■ WHAT YOU WILL DO ■
Please extend the passage below about the May 2021 ransomware attack on Ireland's Health Service Executive, picking up right after its final sentence.

■ DOCUMENT PASSAGE ■
○ ○ ○ ○ ○ ○ ○
The most significant cyberattack committed on an Irish state agency in the history.

In May 2021, a major ransomware attack forced the health care system of Ireland of its tracks. It was the most significant cyberattack committed on an Irish state agency in the history.

 

The Health Service Executive (HSE) is the publicly funded healthcare system in the Republic of Ireland and the cyberattack affected almost every part of its system, already worn down by more than one year of fighting the pandemic. Hospital appointments were highly affected and got cancelled across the whole country, including all outpatients and radiology services. In most cases, electronic systems and records were no longer accessible, instead the health care professionals had to rely on paper records, reporting BBC News.

 

Significant disruptment was detected in almost all hospital routines. The canceled appointments often referred to scans, diagnoses and other important checkups. Anne O Conner, Chief Operations Officer of the HSE, said in relation to the happening that some cancer and stroke services had been affected. The BBC interviewed some of the affected cancer patients, and one woman expressed following:

 

“I got a call at lunchtime and was told that my radiation wouldn’t be going ahead because of the cyber-attack. For the space of time when my radiation was paused, there was huge worry”

 

The government refused paying the criminals

The Irish government received a ransom demand of $25m to be paid in order to restore the system, but prime minister Micheál Martin rapidly responded, “We are very clear, we will not be paying any ransom or engaging in any of that sort of stuff”, according to RTE News.
○ ○ ○ ○ ○ ○ ○
■ RECORD EXCERPTS ■
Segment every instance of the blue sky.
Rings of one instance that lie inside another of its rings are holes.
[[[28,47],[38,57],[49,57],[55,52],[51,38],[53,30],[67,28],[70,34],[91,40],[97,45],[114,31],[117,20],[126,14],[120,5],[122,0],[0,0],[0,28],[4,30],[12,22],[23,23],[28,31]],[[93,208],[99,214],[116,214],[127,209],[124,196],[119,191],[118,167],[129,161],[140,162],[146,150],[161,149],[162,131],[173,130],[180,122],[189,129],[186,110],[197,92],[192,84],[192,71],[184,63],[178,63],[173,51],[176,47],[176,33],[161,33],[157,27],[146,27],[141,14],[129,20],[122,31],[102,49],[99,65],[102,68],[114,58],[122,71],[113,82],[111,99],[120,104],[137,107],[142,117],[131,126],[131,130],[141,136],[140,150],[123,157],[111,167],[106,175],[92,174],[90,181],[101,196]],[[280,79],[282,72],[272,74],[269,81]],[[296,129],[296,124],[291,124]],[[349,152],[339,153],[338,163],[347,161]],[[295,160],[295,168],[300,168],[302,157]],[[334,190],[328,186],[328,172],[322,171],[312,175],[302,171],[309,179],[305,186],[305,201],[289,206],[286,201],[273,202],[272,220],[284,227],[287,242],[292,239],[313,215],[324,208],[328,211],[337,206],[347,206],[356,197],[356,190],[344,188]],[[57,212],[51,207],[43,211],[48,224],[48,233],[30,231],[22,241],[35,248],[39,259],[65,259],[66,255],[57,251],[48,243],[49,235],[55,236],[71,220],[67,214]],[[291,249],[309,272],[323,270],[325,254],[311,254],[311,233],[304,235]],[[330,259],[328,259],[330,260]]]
○ ○ ○ ○ ○ ○ ○
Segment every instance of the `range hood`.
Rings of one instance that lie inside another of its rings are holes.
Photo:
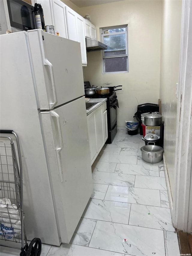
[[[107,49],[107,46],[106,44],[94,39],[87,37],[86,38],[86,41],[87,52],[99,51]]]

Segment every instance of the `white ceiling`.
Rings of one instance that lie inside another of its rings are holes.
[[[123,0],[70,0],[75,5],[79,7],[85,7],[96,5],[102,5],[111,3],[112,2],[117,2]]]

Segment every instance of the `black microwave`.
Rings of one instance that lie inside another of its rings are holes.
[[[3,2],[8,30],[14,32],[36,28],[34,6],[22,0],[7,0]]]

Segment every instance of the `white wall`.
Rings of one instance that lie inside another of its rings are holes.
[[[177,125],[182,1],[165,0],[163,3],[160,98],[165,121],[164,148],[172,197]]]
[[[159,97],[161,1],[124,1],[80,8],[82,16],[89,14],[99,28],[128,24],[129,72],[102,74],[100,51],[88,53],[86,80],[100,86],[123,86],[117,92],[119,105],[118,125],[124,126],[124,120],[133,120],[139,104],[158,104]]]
○ ○ ○ ○ ○ ○ ○
■ WRITTEN RESPONSE ■
The cybercriminals first tried to wait for the government to change their mind but when nothing changed, the criminals offered the HSE a decryption tool for free meanwhile they still kept on threatening to publish the data, by going out on the dark web with following message, demanding the government to cooperate with them:

 

„But you should understand that we will sell or publish a lot of private data if you will not connect us and try to resolve the situation“

 

It is still unclear why the decryption tool was given but the Irish government said that the tool got the healthcare system back to normal sooner than the process would have been of rebuilding it up again from scratch, reporting BBC.

 

According to Irish Times, the group responsible for the attack was identified as Wizard Spider, using conti ransomware as their primary tool, and are believed to be operating from Saint Petersburg in Russia, according to The Irish Times.  The National Cyber Security Center reported that, the penetrating testing tool Cobalt Strike, was used to move through and infect HSE, and to run executable files and deploying the variant of ransomware that was used. Cobalt Strike allowed the systems to be controlled and the software to be deployed remotely.

 

A slow recovery

The ransom fee was never paid and even though a decryption tool was offered and used, the HSE still felt the direct and indirect effects of the attack even three months after its start. A section of HSE’s website remained devoted to give updates on services statuses due to the attack, and many emergency departments were still busy trying to recover. Radiology continued to be highly affected, x-ray appointments remained cancelled, and staff still did not manage to access to their own emails. First in September 2021, it was announced that all systems finally had recovered, according to BBC News.